WHAT TO WORK ON:
(1) Restate the wiki formatting discussion starting with "JC: well, I" and going on through "long term information.", substituting "curly braces" for "square brackets".
(2) In the wiki formatting discussion, how does the wiki used by AT&T mark a line as raw HTML?

READING PASSAGE:

<<<<

Updated 2007-11-01 13:04:27 by escargo

There seems to be a small variety of formatting rules in the various wiki's on the web. What should we use?

Bryan likes the fact that references in the Tcl'ers Wiki uses square brackets (eg: [TclWiki Formatting Rules])

Should we consider allowing raw HTML? This would require a special escape character. I stole this idea from a wiki used by AT&T -- they said they use a vertical bar at the start of a line to say it is raw HTML. Is there really a need?

Bryan thinks the clumping of single quotes for emphasis is annoying, but since other wiki's use it, we should probably stick with it. Though it makes me wonder why the original wiki didn't use the more common *emphasis* or _emphasis_.

Larry Virden says that Bryan's idea reminds him of setext - a format very common in the Mac world. Seems like some ideas could be stolen from there to make even better formatting options.

Bryan would also like to be able to have nested bulleted lists. The markup could be a bastardization of the current bullet scheme and the current emphasis scheme (ie: clumping of characters). For example (using . instead of * so it won't be rendered as a bullet in the example):
    . a level one bullet
    .. a level two bullet
    ... a level three bullet

That seems fairly trivial to implement.

JC: well, I gotta admit that I too like the square brackets, but that's probably obvious... :o)

As for raw HTML, I would vote 'no' for the mix-in approach. We have XML coming up for content (with XSL taking care of style, graphically speaking), and XHTML trying to consolidate it all. With mixed style, it's gonna be a helluva tricky business to make this work long term. And documents (unlike styles) are often about long term information.
   Bryan adds... now that I think about it, raw HTML is probably bad
   for another reason -- it makes it difficult to render in Tk without
   having a full blown HTML widget.

In fact, I might even vote 'no' for HTML - for the simple reason that we already have a mechanism for that: good 'ol static pages, served as "*.html" files. There is some inconvenience in mixing the two, but it's in fact what I'm considering to do with my own site: part of it as HTML pages, and part of it in a Wiki, with hyperlinks between them. Maybe even a hyperlink to a dedicated wiki page on each HTML page? That would make an instant annotation system...

Larry Virden wonders aloud ... perhaps a titling notation, where if a title ends in .htm, the file is treated as a static page (sort of like the .tcl titles are treated). Of course, there should be a way in the package to turn that on and off.

JCW Bulleted lists: yes, please. They are not in Wikit / the Tcl'ers Wiki merely because of my laziness and lack of time. The approach I have seen is that the level of indentation defines:
 .   * this is 1
 .      * this is 1.1
 .      * this is 1.2
 .   * this is 2
 .   * this is 3

(I've prepended a dot just to make this wiki ignore the formatting)

I've been very divided too on the subjects of linking and allowing HTML. We are now using a WikiWikiWeb to document projects, internal systems, and keep contact information up to date. But recently a sysadmin asked for the ability to add HTML, because he wanted to use tables. The idea of starting all lines of HTML with a bar is an interesting one; I thought about creating a logical block instead, like:
 <!-- four or more hashmarks starts a logical block of HTML -->
 <table><tr><td> wiki </td></tr></table>
 <!-- and ends it -->

I wonder how often users will break the HTML of a page.

>>>>

DATASET CONTENT:
<<<<

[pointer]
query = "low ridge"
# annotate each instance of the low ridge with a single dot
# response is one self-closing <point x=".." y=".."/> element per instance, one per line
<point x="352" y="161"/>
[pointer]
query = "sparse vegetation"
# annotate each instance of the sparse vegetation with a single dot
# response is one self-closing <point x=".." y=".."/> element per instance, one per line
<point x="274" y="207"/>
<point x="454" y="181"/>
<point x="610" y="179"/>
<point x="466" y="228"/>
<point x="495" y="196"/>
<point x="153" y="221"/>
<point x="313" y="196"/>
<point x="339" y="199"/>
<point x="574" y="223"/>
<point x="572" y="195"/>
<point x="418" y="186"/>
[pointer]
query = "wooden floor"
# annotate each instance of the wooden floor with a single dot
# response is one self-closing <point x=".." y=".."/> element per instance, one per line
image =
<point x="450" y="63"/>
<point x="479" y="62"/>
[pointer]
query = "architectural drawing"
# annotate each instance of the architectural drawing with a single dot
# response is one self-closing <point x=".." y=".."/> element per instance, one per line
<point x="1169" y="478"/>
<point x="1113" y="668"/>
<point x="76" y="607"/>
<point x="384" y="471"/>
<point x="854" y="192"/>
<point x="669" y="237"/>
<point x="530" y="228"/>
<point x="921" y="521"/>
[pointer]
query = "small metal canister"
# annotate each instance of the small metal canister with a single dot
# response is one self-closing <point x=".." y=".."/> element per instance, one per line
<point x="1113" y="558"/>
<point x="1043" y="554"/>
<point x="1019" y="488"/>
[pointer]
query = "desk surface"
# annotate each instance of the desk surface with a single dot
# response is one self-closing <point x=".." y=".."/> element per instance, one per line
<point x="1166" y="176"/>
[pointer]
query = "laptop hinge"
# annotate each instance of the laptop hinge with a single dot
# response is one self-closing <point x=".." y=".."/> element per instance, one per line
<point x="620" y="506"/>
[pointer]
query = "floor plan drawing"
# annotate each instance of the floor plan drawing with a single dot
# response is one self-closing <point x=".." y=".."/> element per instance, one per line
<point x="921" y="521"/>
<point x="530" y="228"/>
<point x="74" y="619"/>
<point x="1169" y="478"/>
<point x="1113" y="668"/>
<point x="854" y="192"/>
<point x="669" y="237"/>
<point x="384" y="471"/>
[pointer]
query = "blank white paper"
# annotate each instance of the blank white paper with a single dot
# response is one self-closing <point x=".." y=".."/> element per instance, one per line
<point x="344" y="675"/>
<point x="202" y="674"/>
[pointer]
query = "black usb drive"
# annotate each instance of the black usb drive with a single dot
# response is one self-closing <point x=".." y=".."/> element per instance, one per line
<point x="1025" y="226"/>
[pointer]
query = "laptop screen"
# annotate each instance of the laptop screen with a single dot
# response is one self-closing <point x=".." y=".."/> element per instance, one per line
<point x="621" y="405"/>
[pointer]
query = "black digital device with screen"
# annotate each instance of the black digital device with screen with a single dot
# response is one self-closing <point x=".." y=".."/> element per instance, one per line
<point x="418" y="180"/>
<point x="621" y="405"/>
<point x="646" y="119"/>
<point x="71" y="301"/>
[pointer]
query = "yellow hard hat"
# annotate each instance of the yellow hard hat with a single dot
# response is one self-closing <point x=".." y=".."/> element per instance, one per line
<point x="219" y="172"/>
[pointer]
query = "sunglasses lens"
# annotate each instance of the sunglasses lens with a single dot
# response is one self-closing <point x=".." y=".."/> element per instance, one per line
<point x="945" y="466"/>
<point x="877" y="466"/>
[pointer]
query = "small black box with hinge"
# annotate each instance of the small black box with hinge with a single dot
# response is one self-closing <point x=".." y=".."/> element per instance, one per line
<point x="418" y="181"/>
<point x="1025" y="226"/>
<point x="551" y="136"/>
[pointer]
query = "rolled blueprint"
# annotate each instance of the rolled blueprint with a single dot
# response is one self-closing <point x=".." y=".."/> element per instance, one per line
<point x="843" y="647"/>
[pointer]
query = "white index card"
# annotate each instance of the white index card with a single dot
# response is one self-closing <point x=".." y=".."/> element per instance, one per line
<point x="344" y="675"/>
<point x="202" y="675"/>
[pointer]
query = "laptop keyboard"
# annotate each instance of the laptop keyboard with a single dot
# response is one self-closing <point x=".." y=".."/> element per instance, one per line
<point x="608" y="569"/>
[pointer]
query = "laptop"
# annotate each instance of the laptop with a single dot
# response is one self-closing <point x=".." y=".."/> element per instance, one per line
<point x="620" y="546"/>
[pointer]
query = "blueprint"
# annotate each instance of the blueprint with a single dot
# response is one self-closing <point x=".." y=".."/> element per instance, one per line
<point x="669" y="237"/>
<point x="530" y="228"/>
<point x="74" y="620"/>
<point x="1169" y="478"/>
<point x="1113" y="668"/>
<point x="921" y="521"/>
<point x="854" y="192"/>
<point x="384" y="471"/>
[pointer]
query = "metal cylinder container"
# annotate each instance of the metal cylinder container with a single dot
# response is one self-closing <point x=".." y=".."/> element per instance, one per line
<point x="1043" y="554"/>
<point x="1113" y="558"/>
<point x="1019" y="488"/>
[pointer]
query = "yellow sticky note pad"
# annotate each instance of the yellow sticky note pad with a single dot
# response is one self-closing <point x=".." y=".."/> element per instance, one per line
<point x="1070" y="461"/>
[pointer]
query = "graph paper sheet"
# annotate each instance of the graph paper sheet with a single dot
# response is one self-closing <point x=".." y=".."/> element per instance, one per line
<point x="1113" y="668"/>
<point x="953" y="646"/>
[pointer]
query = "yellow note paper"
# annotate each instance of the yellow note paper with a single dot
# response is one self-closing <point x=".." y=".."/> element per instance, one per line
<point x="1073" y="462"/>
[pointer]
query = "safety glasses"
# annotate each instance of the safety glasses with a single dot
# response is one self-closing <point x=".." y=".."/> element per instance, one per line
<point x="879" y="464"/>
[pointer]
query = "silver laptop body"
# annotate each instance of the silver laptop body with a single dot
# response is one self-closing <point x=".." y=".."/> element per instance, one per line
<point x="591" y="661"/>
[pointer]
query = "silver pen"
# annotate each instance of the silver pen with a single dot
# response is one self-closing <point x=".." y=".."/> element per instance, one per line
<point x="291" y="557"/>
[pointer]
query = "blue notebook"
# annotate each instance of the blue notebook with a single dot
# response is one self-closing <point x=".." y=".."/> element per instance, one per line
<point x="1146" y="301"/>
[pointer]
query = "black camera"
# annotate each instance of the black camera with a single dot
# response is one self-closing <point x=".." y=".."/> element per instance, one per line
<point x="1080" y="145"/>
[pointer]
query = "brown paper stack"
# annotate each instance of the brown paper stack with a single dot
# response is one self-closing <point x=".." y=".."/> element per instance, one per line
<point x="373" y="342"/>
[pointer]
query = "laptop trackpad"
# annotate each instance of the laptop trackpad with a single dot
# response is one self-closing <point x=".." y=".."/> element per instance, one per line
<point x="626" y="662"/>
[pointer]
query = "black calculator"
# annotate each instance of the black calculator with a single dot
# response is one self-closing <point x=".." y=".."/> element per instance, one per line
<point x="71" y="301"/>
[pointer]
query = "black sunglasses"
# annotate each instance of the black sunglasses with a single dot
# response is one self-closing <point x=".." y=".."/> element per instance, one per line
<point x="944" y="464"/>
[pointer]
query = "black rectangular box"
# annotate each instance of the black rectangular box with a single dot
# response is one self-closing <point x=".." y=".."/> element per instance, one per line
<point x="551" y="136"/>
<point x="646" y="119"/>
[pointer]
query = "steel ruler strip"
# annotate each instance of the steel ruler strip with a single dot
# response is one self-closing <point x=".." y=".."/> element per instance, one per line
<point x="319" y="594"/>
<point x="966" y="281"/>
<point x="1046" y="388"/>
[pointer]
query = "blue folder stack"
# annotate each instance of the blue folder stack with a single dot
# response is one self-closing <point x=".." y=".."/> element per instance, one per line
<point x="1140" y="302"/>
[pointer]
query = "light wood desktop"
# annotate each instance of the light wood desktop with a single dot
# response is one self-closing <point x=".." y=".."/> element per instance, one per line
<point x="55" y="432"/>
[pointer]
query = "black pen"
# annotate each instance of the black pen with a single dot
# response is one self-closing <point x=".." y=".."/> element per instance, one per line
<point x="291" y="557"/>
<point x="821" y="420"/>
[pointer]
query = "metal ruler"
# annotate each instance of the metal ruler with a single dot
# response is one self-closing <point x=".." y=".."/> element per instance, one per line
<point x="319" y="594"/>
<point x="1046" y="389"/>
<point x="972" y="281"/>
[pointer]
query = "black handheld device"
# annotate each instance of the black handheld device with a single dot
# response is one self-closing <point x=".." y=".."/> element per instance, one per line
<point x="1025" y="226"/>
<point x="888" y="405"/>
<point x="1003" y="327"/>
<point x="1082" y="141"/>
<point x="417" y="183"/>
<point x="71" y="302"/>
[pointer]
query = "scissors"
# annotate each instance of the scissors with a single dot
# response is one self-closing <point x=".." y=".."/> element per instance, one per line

>>>>

SOLUTION SET:
(1)
JC: well, I gotta admit that I too like the curly braces, but that's probably obvious... :o)

As for raw HTML, I would vote 'no' for the mix-in approach. We have XML coming up for content (with XSL taking care of style, graphically speaking), and XHTML trying to consolidate it all. With mixed style, it's gonna be a helluva tricky business to make this work long term. And documents (unlike styles) are often about long term information.

(2) It uses a vertical bar at the start of the line.